- _WHAT IS BEING ASKED_: Reproduce the listing starting at its first line and ending at the line containing "58 51 80 117", changing "man with bald head" to "man with shaved head" and keeping everything else the same.

------------------------------------------------------------------------

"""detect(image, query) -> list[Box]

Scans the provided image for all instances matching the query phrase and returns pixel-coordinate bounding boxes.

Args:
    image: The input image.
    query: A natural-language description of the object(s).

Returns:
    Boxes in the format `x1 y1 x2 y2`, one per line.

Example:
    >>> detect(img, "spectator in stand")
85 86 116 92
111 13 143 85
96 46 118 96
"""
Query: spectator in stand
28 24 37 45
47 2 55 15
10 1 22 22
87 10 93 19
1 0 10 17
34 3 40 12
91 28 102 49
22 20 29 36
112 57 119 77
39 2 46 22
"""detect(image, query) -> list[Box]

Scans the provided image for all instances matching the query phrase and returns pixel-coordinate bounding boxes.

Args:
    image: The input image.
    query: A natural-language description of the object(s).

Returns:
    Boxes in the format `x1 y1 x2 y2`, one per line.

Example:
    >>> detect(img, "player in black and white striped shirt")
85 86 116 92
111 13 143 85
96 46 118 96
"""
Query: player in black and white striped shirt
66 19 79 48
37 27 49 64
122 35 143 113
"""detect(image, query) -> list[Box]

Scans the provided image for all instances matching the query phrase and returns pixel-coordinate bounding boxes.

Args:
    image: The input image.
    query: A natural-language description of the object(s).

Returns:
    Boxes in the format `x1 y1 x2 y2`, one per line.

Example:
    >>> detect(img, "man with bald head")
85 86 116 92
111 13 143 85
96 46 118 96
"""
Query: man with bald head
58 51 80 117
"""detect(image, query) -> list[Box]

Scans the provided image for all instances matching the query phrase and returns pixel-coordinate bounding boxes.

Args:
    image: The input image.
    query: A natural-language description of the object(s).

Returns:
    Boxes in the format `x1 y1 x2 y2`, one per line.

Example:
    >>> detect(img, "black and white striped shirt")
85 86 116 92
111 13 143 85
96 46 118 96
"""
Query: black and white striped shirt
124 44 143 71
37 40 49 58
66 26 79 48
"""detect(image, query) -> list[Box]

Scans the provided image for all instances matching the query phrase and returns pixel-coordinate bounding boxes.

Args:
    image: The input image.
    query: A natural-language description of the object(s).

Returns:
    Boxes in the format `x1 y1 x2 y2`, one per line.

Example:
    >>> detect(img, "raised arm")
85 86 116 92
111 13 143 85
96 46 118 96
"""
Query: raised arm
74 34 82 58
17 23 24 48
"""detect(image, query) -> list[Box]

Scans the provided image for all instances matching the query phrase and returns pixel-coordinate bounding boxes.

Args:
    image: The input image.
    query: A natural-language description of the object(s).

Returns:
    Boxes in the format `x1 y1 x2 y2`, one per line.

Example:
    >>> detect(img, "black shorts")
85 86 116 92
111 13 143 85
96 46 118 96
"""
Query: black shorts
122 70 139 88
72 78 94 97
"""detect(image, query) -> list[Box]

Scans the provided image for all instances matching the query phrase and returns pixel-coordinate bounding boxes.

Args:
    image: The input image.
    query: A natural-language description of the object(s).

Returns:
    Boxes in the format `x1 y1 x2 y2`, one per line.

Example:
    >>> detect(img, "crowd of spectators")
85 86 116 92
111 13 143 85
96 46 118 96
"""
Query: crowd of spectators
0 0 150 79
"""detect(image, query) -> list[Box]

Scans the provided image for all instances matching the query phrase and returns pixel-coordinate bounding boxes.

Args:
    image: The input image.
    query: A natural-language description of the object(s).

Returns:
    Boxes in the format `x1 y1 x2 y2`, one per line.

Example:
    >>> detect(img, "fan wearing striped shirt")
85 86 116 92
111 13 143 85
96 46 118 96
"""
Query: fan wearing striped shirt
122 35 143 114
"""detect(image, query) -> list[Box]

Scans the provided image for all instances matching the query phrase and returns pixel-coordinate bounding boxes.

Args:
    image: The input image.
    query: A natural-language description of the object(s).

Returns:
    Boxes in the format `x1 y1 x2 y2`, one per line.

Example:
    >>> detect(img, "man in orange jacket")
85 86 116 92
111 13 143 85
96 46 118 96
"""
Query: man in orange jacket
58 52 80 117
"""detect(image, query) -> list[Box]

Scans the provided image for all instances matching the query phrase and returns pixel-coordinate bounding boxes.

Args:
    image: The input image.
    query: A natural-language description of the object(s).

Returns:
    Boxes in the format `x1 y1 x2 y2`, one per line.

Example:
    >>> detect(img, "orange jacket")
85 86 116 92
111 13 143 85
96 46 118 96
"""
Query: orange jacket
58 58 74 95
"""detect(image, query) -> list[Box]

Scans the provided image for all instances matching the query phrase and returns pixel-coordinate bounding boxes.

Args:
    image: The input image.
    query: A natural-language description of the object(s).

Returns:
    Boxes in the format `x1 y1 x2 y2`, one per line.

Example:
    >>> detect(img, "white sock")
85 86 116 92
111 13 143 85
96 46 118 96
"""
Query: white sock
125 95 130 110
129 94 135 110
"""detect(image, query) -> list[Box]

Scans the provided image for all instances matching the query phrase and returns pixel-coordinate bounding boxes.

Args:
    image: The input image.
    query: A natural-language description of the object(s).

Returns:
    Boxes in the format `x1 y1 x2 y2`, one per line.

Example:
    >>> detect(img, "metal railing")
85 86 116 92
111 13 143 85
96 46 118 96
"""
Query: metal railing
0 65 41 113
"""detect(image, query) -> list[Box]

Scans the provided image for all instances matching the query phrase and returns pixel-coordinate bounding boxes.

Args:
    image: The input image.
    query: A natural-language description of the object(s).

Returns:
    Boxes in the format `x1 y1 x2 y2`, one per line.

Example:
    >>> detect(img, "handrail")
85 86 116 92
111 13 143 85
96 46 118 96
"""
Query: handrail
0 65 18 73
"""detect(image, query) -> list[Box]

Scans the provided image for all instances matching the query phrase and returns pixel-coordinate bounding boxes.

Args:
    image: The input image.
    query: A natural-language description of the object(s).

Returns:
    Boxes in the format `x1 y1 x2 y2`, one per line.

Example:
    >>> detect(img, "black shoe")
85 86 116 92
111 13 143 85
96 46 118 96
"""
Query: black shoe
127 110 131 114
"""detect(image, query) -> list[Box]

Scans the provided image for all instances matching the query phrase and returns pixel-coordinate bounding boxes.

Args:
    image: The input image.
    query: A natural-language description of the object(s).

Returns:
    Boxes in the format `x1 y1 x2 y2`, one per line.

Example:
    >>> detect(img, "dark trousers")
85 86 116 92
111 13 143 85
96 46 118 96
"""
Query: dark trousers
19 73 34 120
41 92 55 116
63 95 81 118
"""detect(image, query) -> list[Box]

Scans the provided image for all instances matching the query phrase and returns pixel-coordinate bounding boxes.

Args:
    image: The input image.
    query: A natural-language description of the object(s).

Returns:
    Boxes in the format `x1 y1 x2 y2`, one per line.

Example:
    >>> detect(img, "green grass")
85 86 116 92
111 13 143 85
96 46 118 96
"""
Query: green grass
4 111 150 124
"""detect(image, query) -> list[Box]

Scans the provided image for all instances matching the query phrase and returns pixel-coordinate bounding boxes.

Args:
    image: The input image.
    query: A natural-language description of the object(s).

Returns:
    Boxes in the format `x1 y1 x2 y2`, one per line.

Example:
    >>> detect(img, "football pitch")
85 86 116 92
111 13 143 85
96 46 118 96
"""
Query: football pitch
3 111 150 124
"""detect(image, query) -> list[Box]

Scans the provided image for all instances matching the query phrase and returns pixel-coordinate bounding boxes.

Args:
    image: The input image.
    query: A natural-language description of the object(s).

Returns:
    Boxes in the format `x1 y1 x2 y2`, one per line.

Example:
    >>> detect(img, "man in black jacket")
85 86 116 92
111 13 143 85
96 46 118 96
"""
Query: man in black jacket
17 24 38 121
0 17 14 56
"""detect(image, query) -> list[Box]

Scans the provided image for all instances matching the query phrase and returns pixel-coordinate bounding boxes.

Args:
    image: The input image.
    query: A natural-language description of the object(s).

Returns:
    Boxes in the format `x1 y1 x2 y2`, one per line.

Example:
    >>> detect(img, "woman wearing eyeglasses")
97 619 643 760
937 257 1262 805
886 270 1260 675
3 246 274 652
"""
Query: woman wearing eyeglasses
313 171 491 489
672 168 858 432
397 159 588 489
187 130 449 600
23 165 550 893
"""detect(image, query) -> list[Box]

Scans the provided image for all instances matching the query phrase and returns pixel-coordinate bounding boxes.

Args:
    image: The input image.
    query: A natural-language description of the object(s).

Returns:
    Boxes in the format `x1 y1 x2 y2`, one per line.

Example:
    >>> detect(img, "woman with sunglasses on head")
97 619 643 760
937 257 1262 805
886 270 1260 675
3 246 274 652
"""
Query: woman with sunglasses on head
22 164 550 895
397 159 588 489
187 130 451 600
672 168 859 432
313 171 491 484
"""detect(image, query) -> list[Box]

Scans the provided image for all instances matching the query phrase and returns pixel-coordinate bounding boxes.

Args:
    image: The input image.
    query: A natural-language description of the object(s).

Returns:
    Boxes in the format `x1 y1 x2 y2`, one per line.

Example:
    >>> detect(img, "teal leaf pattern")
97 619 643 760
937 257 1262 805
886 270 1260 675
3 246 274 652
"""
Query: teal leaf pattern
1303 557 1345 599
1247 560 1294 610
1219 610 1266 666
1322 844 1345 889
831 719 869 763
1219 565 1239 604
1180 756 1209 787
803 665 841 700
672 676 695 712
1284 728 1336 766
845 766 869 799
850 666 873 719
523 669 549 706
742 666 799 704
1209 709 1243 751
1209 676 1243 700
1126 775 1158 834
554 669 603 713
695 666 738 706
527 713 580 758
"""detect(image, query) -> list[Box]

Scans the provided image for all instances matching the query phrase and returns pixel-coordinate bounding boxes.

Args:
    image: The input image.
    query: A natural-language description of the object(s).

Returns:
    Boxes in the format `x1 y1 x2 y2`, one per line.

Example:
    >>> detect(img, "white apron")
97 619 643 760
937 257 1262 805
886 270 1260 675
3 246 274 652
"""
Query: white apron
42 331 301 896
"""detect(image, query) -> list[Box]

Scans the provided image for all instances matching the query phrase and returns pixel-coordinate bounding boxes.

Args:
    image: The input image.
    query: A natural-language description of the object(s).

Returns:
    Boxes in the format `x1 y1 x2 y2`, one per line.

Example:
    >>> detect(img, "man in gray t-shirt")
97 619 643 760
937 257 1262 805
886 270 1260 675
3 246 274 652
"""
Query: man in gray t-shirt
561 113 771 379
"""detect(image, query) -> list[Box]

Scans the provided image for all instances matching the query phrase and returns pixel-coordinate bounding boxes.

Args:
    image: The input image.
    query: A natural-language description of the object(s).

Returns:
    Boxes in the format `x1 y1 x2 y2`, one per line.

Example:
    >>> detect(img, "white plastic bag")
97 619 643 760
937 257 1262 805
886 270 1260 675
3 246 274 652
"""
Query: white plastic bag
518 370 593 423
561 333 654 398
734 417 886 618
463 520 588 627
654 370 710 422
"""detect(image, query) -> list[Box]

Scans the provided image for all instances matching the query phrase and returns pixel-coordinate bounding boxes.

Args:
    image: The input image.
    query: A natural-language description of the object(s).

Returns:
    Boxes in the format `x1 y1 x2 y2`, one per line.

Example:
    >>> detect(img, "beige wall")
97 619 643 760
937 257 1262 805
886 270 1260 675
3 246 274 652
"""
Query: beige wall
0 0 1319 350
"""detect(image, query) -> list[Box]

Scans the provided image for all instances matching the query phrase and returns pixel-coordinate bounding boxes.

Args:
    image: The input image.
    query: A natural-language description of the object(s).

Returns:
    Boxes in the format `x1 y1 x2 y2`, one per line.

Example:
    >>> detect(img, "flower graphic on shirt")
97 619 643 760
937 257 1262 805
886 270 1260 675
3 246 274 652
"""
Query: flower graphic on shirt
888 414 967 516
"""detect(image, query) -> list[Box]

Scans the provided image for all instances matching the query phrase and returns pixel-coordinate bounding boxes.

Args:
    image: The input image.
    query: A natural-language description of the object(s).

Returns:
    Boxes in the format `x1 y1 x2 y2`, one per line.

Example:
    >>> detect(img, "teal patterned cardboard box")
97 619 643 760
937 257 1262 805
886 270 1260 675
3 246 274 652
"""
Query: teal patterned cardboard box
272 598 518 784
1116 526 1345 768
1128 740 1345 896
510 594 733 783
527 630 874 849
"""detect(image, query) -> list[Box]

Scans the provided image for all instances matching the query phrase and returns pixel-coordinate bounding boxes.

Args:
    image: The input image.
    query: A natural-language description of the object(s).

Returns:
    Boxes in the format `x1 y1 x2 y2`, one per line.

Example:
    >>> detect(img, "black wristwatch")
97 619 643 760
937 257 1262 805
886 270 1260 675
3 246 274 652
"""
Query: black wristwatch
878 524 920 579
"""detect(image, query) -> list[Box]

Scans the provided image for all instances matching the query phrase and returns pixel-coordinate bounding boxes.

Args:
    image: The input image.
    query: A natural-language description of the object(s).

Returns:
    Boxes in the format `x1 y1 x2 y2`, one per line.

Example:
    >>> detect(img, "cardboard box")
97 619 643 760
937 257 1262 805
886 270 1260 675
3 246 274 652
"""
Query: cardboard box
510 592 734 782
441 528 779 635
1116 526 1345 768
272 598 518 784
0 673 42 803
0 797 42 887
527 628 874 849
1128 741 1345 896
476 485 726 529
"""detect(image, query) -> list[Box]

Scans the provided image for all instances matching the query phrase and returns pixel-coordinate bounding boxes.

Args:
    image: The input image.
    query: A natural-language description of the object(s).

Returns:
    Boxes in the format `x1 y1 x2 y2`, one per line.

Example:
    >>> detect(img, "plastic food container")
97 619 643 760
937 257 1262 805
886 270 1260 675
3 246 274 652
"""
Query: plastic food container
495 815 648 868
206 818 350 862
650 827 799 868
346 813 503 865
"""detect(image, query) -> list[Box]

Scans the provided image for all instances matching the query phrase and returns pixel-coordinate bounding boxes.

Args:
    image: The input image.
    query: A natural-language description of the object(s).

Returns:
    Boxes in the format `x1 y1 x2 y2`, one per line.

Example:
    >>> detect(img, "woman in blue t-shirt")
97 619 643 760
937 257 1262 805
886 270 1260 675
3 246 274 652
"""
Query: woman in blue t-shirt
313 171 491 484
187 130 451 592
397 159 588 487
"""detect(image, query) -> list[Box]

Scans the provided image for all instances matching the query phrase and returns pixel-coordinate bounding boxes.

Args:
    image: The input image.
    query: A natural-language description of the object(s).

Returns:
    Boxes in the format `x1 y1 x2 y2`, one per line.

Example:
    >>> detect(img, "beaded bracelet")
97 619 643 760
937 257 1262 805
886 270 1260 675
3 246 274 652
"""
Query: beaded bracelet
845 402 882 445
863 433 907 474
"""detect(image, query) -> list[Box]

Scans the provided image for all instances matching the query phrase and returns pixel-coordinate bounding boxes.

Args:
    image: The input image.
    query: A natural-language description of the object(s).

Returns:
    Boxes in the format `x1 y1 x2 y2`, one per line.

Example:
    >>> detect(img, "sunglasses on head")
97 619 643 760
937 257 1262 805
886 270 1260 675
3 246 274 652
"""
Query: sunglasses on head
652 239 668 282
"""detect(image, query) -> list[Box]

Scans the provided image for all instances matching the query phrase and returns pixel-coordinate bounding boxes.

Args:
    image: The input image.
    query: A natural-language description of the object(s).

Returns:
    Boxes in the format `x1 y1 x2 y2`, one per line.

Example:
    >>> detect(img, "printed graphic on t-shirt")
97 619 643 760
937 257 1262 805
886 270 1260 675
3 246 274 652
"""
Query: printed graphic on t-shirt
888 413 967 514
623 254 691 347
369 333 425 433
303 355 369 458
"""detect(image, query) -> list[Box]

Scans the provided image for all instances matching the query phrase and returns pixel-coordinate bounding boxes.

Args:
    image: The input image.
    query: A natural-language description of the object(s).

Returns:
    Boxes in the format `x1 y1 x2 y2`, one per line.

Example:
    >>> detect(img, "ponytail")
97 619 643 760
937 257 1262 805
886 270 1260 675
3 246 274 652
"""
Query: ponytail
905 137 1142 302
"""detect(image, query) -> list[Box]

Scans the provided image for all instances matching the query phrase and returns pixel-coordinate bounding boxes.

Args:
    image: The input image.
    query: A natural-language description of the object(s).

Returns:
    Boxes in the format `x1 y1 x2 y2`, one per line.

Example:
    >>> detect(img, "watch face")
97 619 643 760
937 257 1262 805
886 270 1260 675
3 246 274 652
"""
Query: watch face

------------------------------------------------------------------------

- _FULL OUTPUT_:
"""detect(image, query) -> list[Box]

Scans the provided image for all instances matching the query phrase and returns pixel-coordinate bounding boxes.

Args:
    image: The input image.
    query: A natural-language description of the object(s).

Returns:
    Boxes in the format `x1 y1 x2 y2`, one per line.

Example:
    >>> detect(img, "spectator in stand")
85 86 116 92
111 13 143 85
96 46 118 96
"""
Query: spectator in stand
28 24 37 45
47 2 55 15
10 1 22 22
87 10 93 19
1 0 10 17
34 3 40 12
91 28 102 49
22 20 29 36
112 57 119 77
39 2 46 22
"""detect(image, query) -> list[Box]

Scans the provided image for all instances matching the query phrase and returns pixel-coordinate bounding boxes.

Args:
    image: The input image.
    query: A natural-language description of the object(s).

Returns:
    Boxes in the format `x1 y1 x2 y2`, one per line.

Example:
    >>> detect(img, "player in black and white striped shirt")
85 86 116 92
111 13 143 85
96 46 118 96
"""
Query: player in black and white striped shirt
66 19 79 48
37 27 49 64
122 35 143 113
"""detect(image, query) -> list[Box]

Scans the provided image for all instances matching the query phrase and returns pixel-coordinate bounding boxes.

Args:
    image: The input image.
    query: A natural-language description of the object(s).

Returns:
    Boxes in the format `x1 y1 x2 y2`, one per line.

Example:
    >>> detect(img, "man with shaved head")
85 86 116 92
111 13 143 85
96 46 118 96
"""
Query: man with shaved head
58 51 80 117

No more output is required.